- Required task: Quote the listing below in its entirety.

- Input rows:
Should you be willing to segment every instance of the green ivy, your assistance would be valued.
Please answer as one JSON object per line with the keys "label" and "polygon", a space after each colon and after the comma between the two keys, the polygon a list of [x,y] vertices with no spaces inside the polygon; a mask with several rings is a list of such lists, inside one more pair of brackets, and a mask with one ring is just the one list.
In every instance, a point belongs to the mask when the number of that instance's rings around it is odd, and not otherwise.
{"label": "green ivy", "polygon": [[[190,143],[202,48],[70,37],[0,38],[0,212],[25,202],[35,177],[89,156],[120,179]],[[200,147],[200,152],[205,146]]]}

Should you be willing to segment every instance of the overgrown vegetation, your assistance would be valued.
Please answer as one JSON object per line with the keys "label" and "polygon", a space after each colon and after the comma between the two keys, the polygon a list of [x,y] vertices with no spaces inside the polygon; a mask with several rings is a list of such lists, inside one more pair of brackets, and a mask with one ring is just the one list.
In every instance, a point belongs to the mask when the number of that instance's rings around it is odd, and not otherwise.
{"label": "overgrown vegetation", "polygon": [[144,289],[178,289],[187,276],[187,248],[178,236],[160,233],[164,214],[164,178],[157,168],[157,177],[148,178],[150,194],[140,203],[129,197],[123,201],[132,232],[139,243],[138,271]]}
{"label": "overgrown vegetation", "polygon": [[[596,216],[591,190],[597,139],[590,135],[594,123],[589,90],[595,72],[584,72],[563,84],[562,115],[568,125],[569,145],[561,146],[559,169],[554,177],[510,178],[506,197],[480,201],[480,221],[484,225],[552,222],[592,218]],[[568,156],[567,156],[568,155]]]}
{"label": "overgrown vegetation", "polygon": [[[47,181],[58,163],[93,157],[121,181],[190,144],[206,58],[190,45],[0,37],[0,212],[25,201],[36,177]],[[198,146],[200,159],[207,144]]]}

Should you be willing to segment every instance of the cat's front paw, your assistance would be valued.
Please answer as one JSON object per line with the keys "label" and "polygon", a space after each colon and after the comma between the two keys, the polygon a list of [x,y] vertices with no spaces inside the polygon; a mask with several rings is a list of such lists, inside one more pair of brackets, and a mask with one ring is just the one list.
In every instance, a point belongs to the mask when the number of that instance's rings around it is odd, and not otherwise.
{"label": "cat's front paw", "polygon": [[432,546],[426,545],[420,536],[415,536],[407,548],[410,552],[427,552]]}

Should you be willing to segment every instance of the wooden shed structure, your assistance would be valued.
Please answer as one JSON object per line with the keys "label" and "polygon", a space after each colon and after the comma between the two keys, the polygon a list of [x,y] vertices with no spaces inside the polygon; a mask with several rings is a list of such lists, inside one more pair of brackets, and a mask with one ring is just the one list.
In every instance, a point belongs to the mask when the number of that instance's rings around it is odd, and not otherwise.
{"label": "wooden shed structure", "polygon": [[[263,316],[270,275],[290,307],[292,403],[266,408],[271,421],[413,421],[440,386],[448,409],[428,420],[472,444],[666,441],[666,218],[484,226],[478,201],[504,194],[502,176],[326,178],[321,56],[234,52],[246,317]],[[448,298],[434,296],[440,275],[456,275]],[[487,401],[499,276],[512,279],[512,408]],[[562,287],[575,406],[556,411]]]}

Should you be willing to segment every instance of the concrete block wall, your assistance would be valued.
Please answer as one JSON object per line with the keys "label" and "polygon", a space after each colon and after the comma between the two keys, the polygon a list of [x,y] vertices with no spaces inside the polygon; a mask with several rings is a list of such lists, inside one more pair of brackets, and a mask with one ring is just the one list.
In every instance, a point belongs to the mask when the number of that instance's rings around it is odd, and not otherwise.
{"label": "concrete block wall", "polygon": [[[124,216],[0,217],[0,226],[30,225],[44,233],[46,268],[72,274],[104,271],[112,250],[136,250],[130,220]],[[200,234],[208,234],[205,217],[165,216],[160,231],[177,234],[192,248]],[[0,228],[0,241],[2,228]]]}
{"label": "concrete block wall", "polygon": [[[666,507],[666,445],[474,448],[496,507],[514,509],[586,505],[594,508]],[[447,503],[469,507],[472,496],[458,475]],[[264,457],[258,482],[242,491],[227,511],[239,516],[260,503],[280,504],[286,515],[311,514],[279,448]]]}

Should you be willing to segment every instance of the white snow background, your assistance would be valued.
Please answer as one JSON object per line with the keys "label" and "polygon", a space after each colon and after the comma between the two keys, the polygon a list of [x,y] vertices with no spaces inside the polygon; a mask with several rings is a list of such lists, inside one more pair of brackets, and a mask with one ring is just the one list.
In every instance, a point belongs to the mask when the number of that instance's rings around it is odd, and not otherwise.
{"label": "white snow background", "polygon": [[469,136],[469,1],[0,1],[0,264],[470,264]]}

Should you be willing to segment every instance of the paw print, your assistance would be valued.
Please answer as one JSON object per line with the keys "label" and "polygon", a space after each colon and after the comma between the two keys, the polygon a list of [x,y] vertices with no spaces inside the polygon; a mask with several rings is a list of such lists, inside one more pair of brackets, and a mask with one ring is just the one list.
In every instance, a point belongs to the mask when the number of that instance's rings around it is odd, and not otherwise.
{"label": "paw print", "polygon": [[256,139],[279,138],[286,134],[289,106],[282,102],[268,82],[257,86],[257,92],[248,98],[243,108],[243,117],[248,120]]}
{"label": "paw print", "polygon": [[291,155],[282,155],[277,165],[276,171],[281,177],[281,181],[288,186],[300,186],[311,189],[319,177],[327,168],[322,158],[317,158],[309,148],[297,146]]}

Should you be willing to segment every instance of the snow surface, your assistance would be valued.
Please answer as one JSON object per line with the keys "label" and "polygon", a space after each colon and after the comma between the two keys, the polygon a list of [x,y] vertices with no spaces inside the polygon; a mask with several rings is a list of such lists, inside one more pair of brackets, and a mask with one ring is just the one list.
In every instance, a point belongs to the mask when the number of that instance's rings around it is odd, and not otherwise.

- Expected answer:
Should you be willing to segment every instance of the green ivy, your assistance would be valued.
Please answer as one JSON object per line with the keys "label" and "polygon", a space after each colon and after the comma between the two keys, the polygon a list of [x,y] vertices with no spaces inside the polygon; a mask with several rings is a list of such lists, inside one more pair of brackets, and a mask with one ring is just the one list.
In every instance, a point belongs to the mask when the number of that instance's rings around it is odd, and not otherwise.
{"label": "green ivy", "polygon": [[[190,143],[202,48],[70,37],[0,38],[0,212],[25,202],[35,177],[89,156],[120,179]],[[200,147],[200,152],[205,146]]]}

Should you be willing to segment every instance of the overgrown vegetation, your assistance would be valued.
Please answer as one JSON object per line with the keys "label" and "polygon", a space after each colon and after the comma between the two keys, the polygon a list of [x,y] vertices with no spaces inside the polygon; a mask with several rings is a list of such lists, inside one more pair of brackets, and a mask with one ring is just the one list.
In every instance, a point belongs to the mask when the number of that instance's rings around it is odd, and not otherwise.
{"label": "overgrown vegetation", "polygon": [[144,289],[178,289],[187,276],[187,248],[178,236],[160,233],[164,214],[164,178],[157,168],[157,177],[148,178],[150,194],[140,203],[129,197],[123,201],[132,232],[139,243],[138,271]]}
{"label": "overgrown vegetation", "polygon": [[[596,216],[591,190],[597,139],[590,135],[594,123],[589,90],[595,72],[584,72],[563,84],[562,115],[568,125],[569,145],[561,146],[559,169],[554,177],[510,178],[506,197],[480,201],[480,221],[484,225],[552,222],[592,218]],[[568,156],[567,156],[568,155]]]}
{"label": "overgrown vegetation", "polygon": [[[47,181],[58,163],[93,157],[121,181],[190,144],[206,58],[190,45],[0,37],[0,212],[25,201],[36,177]],[[198,146],[200,159],[207,144]]]}

Should you be willing to segment every instance of the cat's front paw, your assistance would be valued.
Please answer as one JSON object per line with the keys "label" and "polygon", a space after each colon and after the comma between the two keys, the polygon a list of [x,y] vertices with no spaces inside the polygon; a mask with several rings is a list of such lists, inside one more pair of brackets, and a mask with one ring is just the one list.
In every instance, a point belongs to the mask when the number of that instance's rings around it is odd, and not otherwise.
{"label": "cat's front paw", "polygon": [[432,546],[426,545],[420,536],[415,536],[407,548],[410,552],[427,552]]}

Should you be willing to segment every instance of the wooden shed structure, your assistance would be valued.
Please answer as one JSON object per line with the keys "label" and "polygon", a space after each colon and after the comma between the two keys, the polygon a list of [x,y] vertices with no spaces inside the polygon; a mask with several rings is a list of such lists, inside one more pair of brackets, and a mask with one ring is just the one list.
In every instance, a point belongs to the mask when the number of that instance's rings around it is odd, and not otherwise.
{"label": "wooden shed structure", "polygon": [[[263,316],[270,275],[290,307],[292,403],[266,408],[271,421],[413,421],[440,386],[448,409],[428,420],[472,444],[666,441],[666,218],[484,226],[478,201],[504,194],[502,176],[326,178],[321,56],[234,52],[246,317]],[[448,298],[434,296],[440,275],[456,275]],[[487,401],[499,276],[512,279],[512,408]],[[562,287],[575,406],[556,411]]]}

Should you be willing to segment every instance of the concrete block wall, your assistance would be valued.
Please answer as one JSON object per line with the keys "label" and "polygon", a space after each colon and after the comma between the two keys, the polygon a list of [x,y] vertices with no spaces inside the polygon; a mask with several rings is a list of such lists, inside one more pair of brackets, and a mask with one ring is just the one list.
In every instance, a point belongs to the mask when the number of that instance's rings around it is odd, and not otherwise.
{"label": "concrete block wall", "polygon": [[[124,216],[0,217],[0,226],[30,225],[44,233],[46,268],[72,274],[104,271],[112,250],[136,250],[130,220]],[[200,234],[208,234],[205,217],[165,216],[160,231],[177,234],[192,248]],[[0,228],[0,241],[2,228]]]}
{"label": "concrete block wall", "polygon": [[[666,507],[666,445],[474,448],[496,507],[514,509],[586,505],[594,508]],[[447,503],[469,507],[472,496],[458,475]],[[264,457],[258,482],[242,491],[227,511],[239,516],[260,503],[280,504],[286,515],[311,514],[279,448]]]}

Should you be willing to segment every instance of the white snow background, your assistance would be valued.
Please answer as one JSON object per line with the keys "label" and "polygon", a space after each colon and after the comma between the two keys, the polygon a list of [x,y] vertices with no spaces inside the polygon; a mask with several rings is a list of such lists, inside one more pair of brackets, and a mask with one ring is just the one list.
In every instance, a point belongs to the mask when the number of that instance's rings around it is odd, and not otherwise.
{"label": "white snow background", "polygon": [[469,136],[469,1],[0,1],[0,264],[470,264]]}

Should you be willing to segment every instance of the paw print, your assistance would be valued.
Please answer as one JSON object per line with the keys "label" and "polygon", a space after each colon and after the comma between the two keys, the polygon a list of [x,y] vertices with no spaces inside the polygon; a mask with several rings is a list of such lists, inside one more pair of brackets, and a mask with one ring is just the one list.
In every instance, a point belongs to the mask when the number of that instance's rings around it is odd, and not otherwise.
{"label": "paw print", "polygon": [[256,139],[279,138],[286,134],[289,106],[282,102],[268,82],[257,86],[257,92],[248,98],[243,108],[243,117],[248,120]]}
{"label": "paw print", "polygon": [[291,155],[282,155],[277,165],[276,171],[281,177],[281,181],[288,186],[300,186],[311,189],[319,177],[327,168],[322,158],[317,158],[309,148],[297,146]]}

Should you be willing to segment every instance of the snow surface, your assistance would be valued.
Please answer as one JSON object per line with the keys "label" and "polygon", a space after each colon and after the comma between the two keys, the polygon a list of [x,y] vertices with no spaces inside the polygon; a mask with several rings is a list of such lists, inside one more pair of brackets, and a mask with one ring is just the one list.
In every instance, a point belongs to the mask when the number of that instance's rings around it is odd, and not otherwise.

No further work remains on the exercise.